## DOCUMENT PASSAGE
---------------

Home energy management systems give consumers access to the information from smart meters and control of their smart appliances. Incorporated into a smart phone, the management system could give consumers constant access to their home's real-time energy usage and the ability to control it remotely. Combined with time-of-use pricing, which would make electricity more expensive during periods of high demand and less expensive during periods of low demand, the systems could allow consumers to save money by automatically or remotely turning off appliances when rates are high or automatically starting them when rates are low (e.g. a dishwasher or laundry machine programmed to run in the middle of the night).

The smart grid could also benefit consumers with home energy generation systems, such as rooftop solar electric systems or small wind turbines. When these consumers produce more energy than they consume, net metering laws in Connecticut and other states allow them to return energy to the larger grid and “run the meter backward” as compensation for their excess supply. A smart grid with real-time usage data and time-of-use pricing could allow utilities to pay time-of-use rates to home generators, encouraging more home energy generation during times of peak demand.


As noted above, expanding the use of information technology in the grid has a variety of potential economic and environmental benefits. Nonetheless, the development of smart grids and, in particular, smart meters has raised a number of economic, privacy, and safety issues.


It is unclear whether smart meters will produce cost savings, as their proponents believe. As reported in the May 30, 2011 edition of Crain's Business Chicago, an independent evaluation found that fewer than 9% of about 8,000 randomly selected Commonwealth Edison customers used their newly installed smart meters to save money by adjusting thermostats or turning off appliances during the afternoon or on hot days, even though the company imposed higher rates or offered rebates during peak demand hours to encourage consumers to conserve.

As discussed below, in Connecticut a number of parties challenged the introduction of smart meters, questioning their economic benefits particularly in light of the fact that ratepayers were still paying for the most recent round of meters.

Some are also concerned about the accuracy of smart meters. In California, hundreds of utility company customers complained to the Public Utilities Commission, most often about unexpectedly high meter readings.

---------------

## ENTRIES PROVIDED
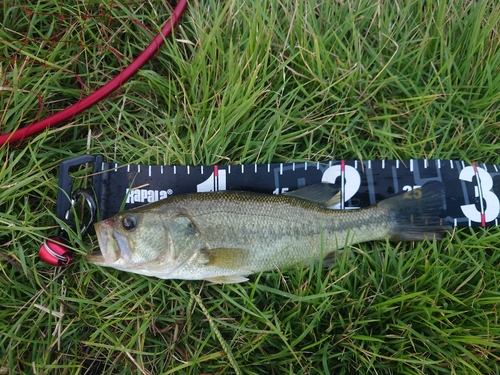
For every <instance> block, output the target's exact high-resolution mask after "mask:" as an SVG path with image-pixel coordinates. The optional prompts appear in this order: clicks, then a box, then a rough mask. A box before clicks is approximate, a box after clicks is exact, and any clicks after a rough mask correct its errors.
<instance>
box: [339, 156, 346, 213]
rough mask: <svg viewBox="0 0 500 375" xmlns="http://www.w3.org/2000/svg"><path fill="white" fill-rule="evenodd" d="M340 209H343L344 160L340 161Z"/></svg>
mask: <svg viewBox="0 0 500 375" xmlns="http://www.w3.org/2000/svg"><path fill="white" fill-rule="evenodd" d="M340 175H341V180H340V183H341V185H340V209H341V210H345V160H343V159H342V160H341V161H340Z"/></svg>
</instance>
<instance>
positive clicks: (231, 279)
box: [205, 275, 248, 284]
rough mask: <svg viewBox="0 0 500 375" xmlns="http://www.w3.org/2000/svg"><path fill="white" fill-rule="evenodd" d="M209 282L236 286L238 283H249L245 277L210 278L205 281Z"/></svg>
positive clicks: (247, 280) (219, 276)
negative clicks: (245, 281)
mask: <svg viewBox="0 0 500 375" xmlns="http://www.w3.org/2000/svg"><path fill="white" fill-rule="evenodd" d="M205 280H207V281H211V282H213V283H217V284H236V283H242V282H244V281H248V279H247V278H246V277H244V276H238V275H234V276H214V277H210V278H208V279H205Z"/></svg>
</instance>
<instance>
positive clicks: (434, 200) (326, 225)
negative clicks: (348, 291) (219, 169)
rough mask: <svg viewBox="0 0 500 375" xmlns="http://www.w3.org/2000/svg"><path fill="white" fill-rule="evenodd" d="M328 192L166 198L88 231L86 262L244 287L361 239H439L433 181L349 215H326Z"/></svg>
mask: <svg viewBox="0 0 500 375" xmlns="http://www.w3.org/2000/svg"><path fill="white" fill-rule="evenodd" d="M337 192H338V190H336V189H333V188H332V187H331V185H328V184H316V185H311V186H307V187H305V188H302V189H299V190H296V191H295V192H292V193H287V194H282V195H267V194H256V193H249V192H240V191H218V192H211V193H193V194H186V195H180V196H174V197H170V198H167V199H164V200H161V201H158V202H155V203H152V204H149V205H146V206H142V207H139V208H136V209H132V210H129V211H126V212H121V213H119V214H117V215H115V216H114V217H112V218H110V219H107V220H103V221H101V222H98V223H96V224H95V230H96V233H97V237H98V241H99V247H100V251H98V252H94V253H92V254H88V255H87V257H86V259H87V260H88V261H89V262H91V263H94V264H96V265H101V266H106V267H113V268H116V269H119V270H123V271H129V272H134V273H138V274H142V275H147V276H155V277H158V278H161V279H186V280H209V281H213V282H218V283H237V282H242V281H246V280H248V279H247V276H249V275H251V274H254V273H259V272H262V271H268V270H273V269H282V268H284V267H286V266H290V265H294V264H297V263H302V264H304V265H308V264H310V263H309V262H310V261H311V260H315V259H318V260H319V259H320V258H321V259H323V258H324V259H325V262H326V263H328V262H330V261H331V260H332V259H333V258H334V257H333V255H334V254H335V253H336V252H337V251H338V250H339V249H342V248H343V247H346V246H349V245H353V244H356V243H360V242H365V241H373V240H386V239H389V240H391V241H420V240H424V239H425V238H435V239H441V238H442V237H443V234H444V233H445V232H446V231H447V230H448V229H449V227H448V226H447V225H445V224H443V223H442V220H441V219H440V218H439V214H440V212H441V210H442V194H441V188H440V185H439V183H428V184H426V185H424V186H423V187H422V188H421V189H416V190H412V191H409V192H406V193H404V194H402V195H398V196H395V197H392V198H389V199H386V200H384V201H382V202H380V203H379V204H377V205H374V206H371V207H369V208H365V209H359V210H346V211H339V210H331V209H328V208H327V207H326V206H329V205H332V204H334V203H335V202H336V201H338V199H339V194H337Z"/></svg>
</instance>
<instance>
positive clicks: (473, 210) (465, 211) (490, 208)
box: [459, 166, 500, 223]
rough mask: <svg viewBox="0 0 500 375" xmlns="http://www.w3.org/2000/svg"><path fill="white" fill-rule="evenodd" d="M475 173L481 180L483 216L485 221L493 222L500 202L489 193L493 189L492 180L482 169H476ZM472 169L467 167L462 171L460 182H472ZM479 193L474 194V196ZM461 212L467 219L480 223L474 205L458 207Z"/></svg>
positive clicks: (495, 195)
mask: <svg viewBox="0 0 500 375" xmlns="http://www.w3.org/2000/svg"><path fill="white" fill-rule="evenodd" d="M477 173H478V175H479V179H480V180H481V185H480V189H481V194H482V196H483V199H484V201H485V202H486V210H485V211H484V216H485V220H486V221H492V220H495V218H496V217H497V216H498V214H499V213H500V201H499V200H498V197H497V196H496V195H495V193H493V192H492V191H491V189H492V188H493V179H492V178H491V176H490V174H489V173H488V172H486V171H485V170H484V169H482V168H477ZM475 175H476V174H475V171H474V168H473V167H471V166H469V167H465V168H464V169H462V171H461V172H460V176H459V178H460V179H461V180H462V181H469V182H472V178H473V177H474V176H475ZM478 194H479V192H477V193H476V196H477V195H478ZM460 208H461V209H462V212H463V213H464V215H465V216H467V218H469V219H470V220H472V221H475V222H479V223H480V222H481V212H480V211H479V210H478V209H477V208H476V205H475V204H465V205H463V206H460Z"/></svg>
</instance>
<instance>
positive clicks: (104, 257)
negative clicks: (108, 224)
mask: <svg viewBox="0 0 500 375" xmlns="http://www.w3.org/2000/svg"><path fill="white" fill-rule="evenodd" d="M94 228H95V232H96V234H97V241H98V242H99V249H100V250H98V251H94V252H92V253H90V254H87V255H86V256H85V259H86V260H87V262H90V263H94V264H104V263H106V250H107V246H108V242H109V232H110V230H111V228H110V227H109V225H107V224H106V222H105V221H101V222H98V223H95V224H94Z"/></svg>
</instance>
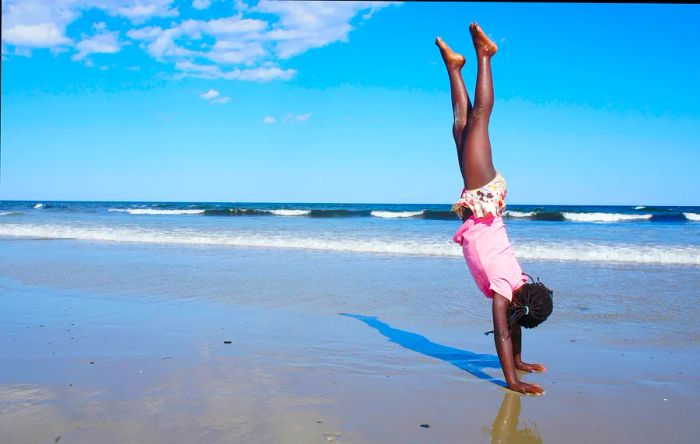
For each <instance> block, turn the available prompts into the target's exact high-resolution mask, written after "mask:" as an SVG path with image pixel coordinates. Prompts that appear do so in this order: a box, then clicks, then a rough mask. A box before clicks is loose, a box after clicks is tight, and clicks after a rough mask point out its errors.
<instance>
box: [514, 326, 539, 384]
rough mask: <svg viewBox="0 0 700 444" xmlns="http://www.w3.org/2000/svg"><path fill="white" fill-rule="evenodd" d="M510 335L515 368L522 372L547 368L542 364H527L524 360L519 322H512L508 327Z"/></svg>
mask: <svg viewBox="0 0 700 444" xmlns="http://www.w3.org/2000/svg"><path fill="white" fill-rule="evenodd" d="M510 335H511V337H512V338H513V360H514V361H515V368H516V369H518V370H520V371H523V372H529V373H532V372H546V371H547V369H546V368H545V366H544V365H542V364H528V363H527V362H524V361H523V359H522V356H521V353H522V340H523V337H522V330H521V327H520V323H519V322H514V323H513V326H512V327H511V329H510Z"/></svg>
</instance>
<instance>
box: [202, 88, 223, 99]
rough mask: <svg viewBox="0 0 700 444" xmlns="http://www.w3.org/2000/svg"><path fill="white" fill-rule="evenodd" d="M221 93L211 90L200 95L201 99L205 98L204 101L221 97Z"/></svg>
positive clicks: (215, 90)
mask: <svg viewBox="0 0 700 444" xmlns="http://www.w3.org/2000/svg"><path fill="white" fill-rule="evenodd" d="M220 94H221V93H220V92H219V91H217V90H215V89H210V90H209V91H207V92H205V93H203V94H200V95H199V97H201V98H203V99H204V100H213V99H216V98H217V97H219V95H220Z"/></svg>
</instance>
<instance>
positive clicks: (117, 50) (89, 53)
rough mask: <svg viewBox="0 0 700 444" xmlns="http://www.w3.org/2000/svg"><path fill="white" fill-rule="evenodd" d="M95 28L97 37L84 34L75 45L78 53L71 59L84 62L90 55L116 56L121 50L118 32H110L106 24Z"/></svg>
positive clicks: (72, 57)
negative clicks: (109, 55)
mask: <svg viewBox="0 0 700 444" xmlns="http://www.w3.org/2000/svg"><path fill="white" fill-rule="evenodd" d="M93 27H94V28H95V30H96V31H97V33H96V34H95V35H93V36H86V35H85V34H83V38H82V40H80V41H79V42H78V43H76V44H75V48H76V49H77V50H78V52H77V53H76V54H74V55H73V57H71V58H72V59H73V60H82V59H84V58H85V57H86V56H88V55H90V54H97V53H101V54H114V53H117V52H119V50H120V49H121V45H120V44H119V38H118V35H119V33H118V32H116V31H114V32H109V31H108V30H107V28H106V26H105V23H104V22H98V23H96V24H94V25H93Z"/></svg>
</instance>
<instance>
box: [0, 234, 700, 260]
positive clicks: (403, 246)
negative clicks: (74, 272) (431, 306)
mask: <svg viewBox="0 0 700 444" xmlns="http://www.w3.org/2000/svg"><path fill="white" fill-rule="evenodd" d="M0 236H17V237H30V238H44V239H45V238H53V239H79V240H91V241H111V242H137V243H151V244H175V245H219V246H232V247H267V248H290V249H308V250H327V251H342V252H354V253H379V254H398V255H411V256H443V257H455V258H459V257H461V256H462V250H461V248H460V247H459V246H458V245H457V244H454V243H453V242H451V241H449V240H445V241H434V240H427V239H421V238H417V239H410V240H409V239H405V238H399V239H392V238H365V239H362V238H352V237H335V236H321V237H304V236H289V235H287V234H284V235H281V234H280V235H275V234H268V233H232V232H219V233H216V232H206V231H198V230H154V229H131V228H112V227H107V226H94V227H70V226H63V225H34V224H2V225H0ZM513 247H514V249H515V252H516V254H517V256H518V257H519V258H520V259H525V260H555V261H567V262H568V261H586V262H611V263H615V262H617V263H645V264H669V265H674V264H675V265H699V266H700V247H695V246H679V245H654V246H647V245H630V244H619V245H607V244H598V243H574V244H571V243H565V242H562V243H544V242H518V243H514V246H513Z"/></svg>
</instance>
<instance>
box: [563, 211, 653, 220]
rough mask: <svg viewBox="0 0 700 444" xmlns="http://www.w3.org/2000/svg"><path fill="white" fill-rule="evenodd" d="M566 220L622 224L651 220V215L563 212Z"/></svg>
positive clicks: (638, 214) (641, 214)
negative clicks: (633, 220)
mask: <svg viewBox="0 0 700 444" xmlns="http://www.w3.org/2000/svg"><path fill="white" fill-rule="evenodd" d="M562 215H563V216H564V219H566V220H570V221H574V222H621V221H630V220H647V219H651V214H618V213H569V212H563V213H562Z"/></svg>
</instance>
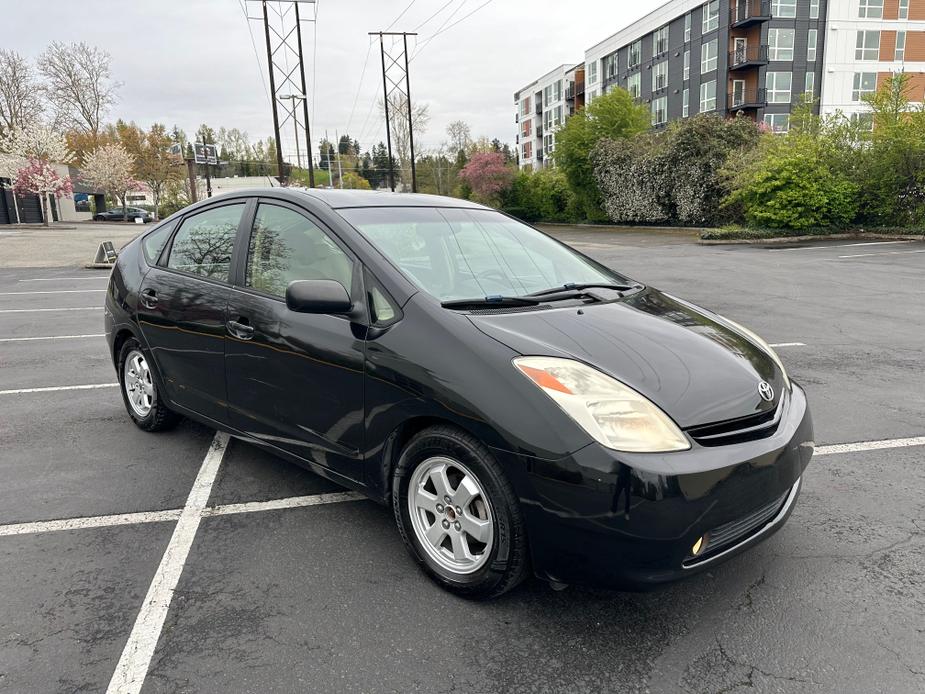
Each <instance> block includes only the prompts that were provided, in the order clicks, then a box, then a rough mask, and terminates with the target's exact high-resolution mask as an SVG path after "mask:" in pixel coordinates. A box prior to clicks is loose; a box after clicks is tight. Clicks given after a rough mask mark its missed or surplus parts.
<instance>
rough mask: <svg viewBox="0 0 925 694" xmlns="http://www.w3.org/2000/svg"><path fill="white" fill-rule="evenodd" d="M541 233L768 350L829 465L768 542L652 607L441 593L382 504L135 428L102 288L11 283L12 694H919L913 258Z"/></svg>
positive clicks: (915, 324)
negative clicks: (613, 692)
mask: <svg viewBox="0 0 925 694" xmlns="http://www.w3.org/2000/svg"><path fill="white" fill-rule="evenodd" d="M554 233H555V234H556V235H557V236H559V237H560V238H562V239H563V240H565V241H567V242H568V243H571V244H573V245H575V246H576V247H577V248H579V249H580V250H583V251H585V252H586V253H588V254H589V255H591V256H593V257H595V258H597V259H598V260H601V261H602V262H604V263H605V264H608V265H610V266H612V267H614V268H616V269H618V270H620V271H622V272H624V273H625V274H627V275H629V276H630V277H633V278H634V279H637V280H639V281H642V282H645V283H648V284H652V285H654V286H657V287H659V288H660V289H663V290H665V291H668V292H670V293H674V294H677V295H680V296H683V297H684V298H686V299H689V300H691V301H693V302H695V303H698V304H701V305H704V306H706V307H708V308H711V309H713V310H716V311H718V312H720V313H723V314H724V315H727V316H729V317H731V318H733V319H735V320H737V321H739V322H741V323H744V324H745V325H748V326H749V327H751V328H752V329H754V330H755V331H756V332H758V333H759V334H761V335H762V336H763V337H765V338H766V339H767V340H768V341H769V342H771V343H774V344H778V345H782V346H781V347H779V353H780V354H781V357H782V359H783V361H784V362H785V363H786V365H787V366H788V369H789V371H790V373H791V375H792V377H793V378H794V379H795V380H797V381H799V382H800V383H801V384H803V385H804V386H805V387H806V389H807V391H808V395H809V398H810V404H811V407H812V410H813V416H814V420H815V425H816V439H817V445H818V450H817V456H816V457H815V458H814V460H813V461H812V463H811V464H810V467H809V468H808V469H807V473H806V475H805V478H804V487H803V492H802V494H801V497H800V499H799V501H798V503H797V506H796V510H795V512H794V513H793V515H792V517H791V519H790V521H789V522H788V524H787V525H786V526H785V527H784V528H783V529H782V530H781V531H780V532H778V533H777V534H776V535H775V536H773V537H772V538H771V539H770V540H768V541H767V542H765V543H763V544H761V545H759V546H758V547H757V548H755V549H753V550H751V551H750V552H748V553H746V554H744V555H742V556H739V557H737V558H735V559H733V560H731V561H729V562H727V563H725V564H723V565H721V566H718V567H716V568H715V569H714V570H712V571H711V572H709V573H705V574H701V575H698V576H696V577H694V578H692V579H690V580H687V581H685V582H682V583H678V584H675V585H672V586H669V587H667V588H665V589H661V590H658V591H655V592H650V593H643V594H634V593H618V592H608V591H590V590H584V589H580V588H575V587H572V588H569V589H568V590H565V591H561V592H555V591H552V590H551V589H550V588H549V587H547V586H546V585H544V584H542V583H540V582H537V581H535V580H530V581H528V582H527V583H526V584H524V585H522V586H521V587H519V588H518V589H516V590H515V591H513V592H512V593H510V594H508V595H506V596H504V597H503V598H501V599H499V600H496V601H494V602H491V603H471V602H467V601H464V600H461V599H458V598H455V597H453V596H451V595H448V594H447V593H444V592H442V591H441V590H440V589H439V588H437V587H436V586H434V585H433V584H432V583H431V582H430V581H429V580H428V579H427V578H426V577H425V576H424V575H423V574H421V573H420V572H419V571H418V570H417V569H416V568H415V566H414V565H413V563H412V560H411V559H410V558H409V557H408V556H407V555H406V553H405V551H404V549H403V547H402V545H401V541H400V539H399V536H398V533H397V531H396V529H395V527H394V522H393V520H392V516H391V513H390V511H389V510H388V509H386V508H383V507H381V506H378V505H376V504H374V503H372V502H370V501H365V500H360V499H357V498H356V497H355V496H354V495H351V494H344V493H343V490H341V489H339V488H337V487H336V486H335V485H333V484H331V483H329V482H327V481H325V480H322V479H320V478H318V477H316V476H314V475H312V474H311V473H309V472H306V471H304V470H302V469H301V468H298V467H296V466H294V465H291V464H289V463H287V462H284V461H281V460H278V459H276V458H274V457H272V456H270V455H268V454H266V453H263V452H261V451H259V450H257V449H256V448H254V447H252V446H250V445H248V444H246V443H244V442H241V441H235V440H231V441H226V440H225V439H224V438H223V437H222V436H216V435H215V432H213V431H210V430H208V429H207V428H205V427H202V426H200V425H197V424H193V423H190V422H184V423H183V424H181V425H180V426H179V427H178V428H177V429H176V430H174V431H172V432H169V433H164V434H146V433H144V432H141V431H139V430H138V429H136V428H135V427H134V425H132V424H131V422H130V421H129V419H128V417H127V415H126V414H125V412H124V409H123V405H122V401H121V397H120V395H119V390H118V388H117V387H115V385H114V384H115V381H116V378H115V373H114V370H113V368H112V364H111V360H110V358H109V355H108V354H107V352H106V343H105V341H104V338H103V336H102V310H101V306H102V301H103V296H104V294H103V291H102V290H104V289H105V287H106V282H107V276H106V273H105V272H100V271H89V270H80V269H75V268H74V267H73V266H69V267H55V268H35V267H25V266H23V267H6V268H4V269H0V480H2V484H0V597H2V599H0V691H10V692H74V691H87V692H98V691H107V689H108V690H109V691H111V692H116V691H125V692H137V691H143V692H255V693H256V692H304V691H313V692H417V691H420V692H467V693H474V692H536V691H549V692H569V693H573V692H601V691H608V692H635V691H639V692H645V691H651V692H676V691H682V692H921V691H925V493H923V492H925V464H923V458H925V375H923V373H925V370H923V368H922V364H923V363H925V245H923V244H922V243H920V242H908V243H886V244H864V245H848V243H847V242H832V243H817V244H803V245H800V246H797V247H793V248H781V247H774V248H764V247H761V246H744V247H743V246H730V247H720V246H710V247H701V246H699V245H697V244H696V243H693V242H692V241H691V239H690V237H688V236H685V235H671V234H657V235H653V234H641V233H640V234H617V233H606V232H601V231H595V230H589V229H580V228H575V229H569V228H562V227H557V228H556V229H555V230H554ZM0 241H2V240H0ZM2 252H3V245H2V244H0V253H2ZM84 386H87V387H84ZM90 386H92V387H90ZM78 387H80V388H78Z"/></svg>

---------------

## TASKS FOR THIS EXERCISE
- a) According to the smart meter passage, what share of the roughly 8,000 randomly selected Commonwealth Edison customers used their new meters to save money?
- b) Carry on writing the smart meter passage from the point where it stops.
The data has no connection to the smart meter passage.

## EXPECTED RESPONSES
- a) Fewer than 9%.

- b)
The smart grid creates new data collection, communication, and information sharing capabilities regarding energy use that raise a variety of privacy concerns. These include the privacy of personal information; the ability of individuals to make their own choices about what they do and to keep certain personal behaviors from being shared with others; and surveillance, monitoring, or censorship by electric companies or others.

Historically, electric utilities only had access to total consumption data for their individual customers. In contrast, with smart meters, utilities can:

1. estimate how many people live in a house by watching the number of cycles of the hot water heater,

2. know when the residents are home by the energy cycle of the TV, and

3. know when the residents wake up by the energy signature of the coffee maker or toaster.

In guidelines published in 2010, the National Institute of Standards and Technology (NIST) noted that smart grid technologies, particularly smart meters and smart appliances, create new privacy risks and concerns that may not be addressed adequately by the existing business policies and practices of utilities and third-party smart grid providers. It stated that most consumers probably do not understand their privacy exposures or their options for mitigating those exposures within the smart grid. In addition, law enforcement agencies might use the detailed energy consumption data as a form of surveillance.


The development of the smart grid raises a number of safety issues. The NIST guidelines note that criminals could use the data communicated by smart meters to (1) identify the best times for a burglary; (2) determine if residents are present; (3) identify assets that might be present; or (4) commit fraud, identity theft, or corporate espionage.

Some also express concern about physical safety. Smart meters, like other electronic devices, create radiofrequency emissions, which some have asserted cause a variety of health problems. These include seizures, migraines, sleeping disorders, and heart problems such as arrhythmia. There has been extensive research on this subject, with most studies finding little if any risk.


In 2009, approximately 3,000 Connecticut Light and Power (CL&P) customers (1,500 commercial and industrial customers and 1,500 residential customers) from Hartford and Stamford participated in the pilot Plan-it Wise Energy Program, which included smart meters and pricing plans with different rates for peak and non-peak periods (dynamic pricing). The program's objectives were to gain insight into customer interest and response patterns for dynamic pricing rates and four enabling technologies, including smart thermostats, smart switches, Energy Orb, and a Power Cost Monitor. The program tested three time of use rates, each with a high and low ratios of peak- and off-peak prices.

CL&P subsequently proposed deploying advanced metering infrastructure (AMI) system-wide starting in December 2012 with a four-year implementation. The project would progress through information technology development for dynamic pricing and on-bill hourly energy usage analytics, with dynamic pricing available to all customers by 2016. Technology for increasing efficiencies in outage detection, theft detection, and remote service activation would be developed through 2017.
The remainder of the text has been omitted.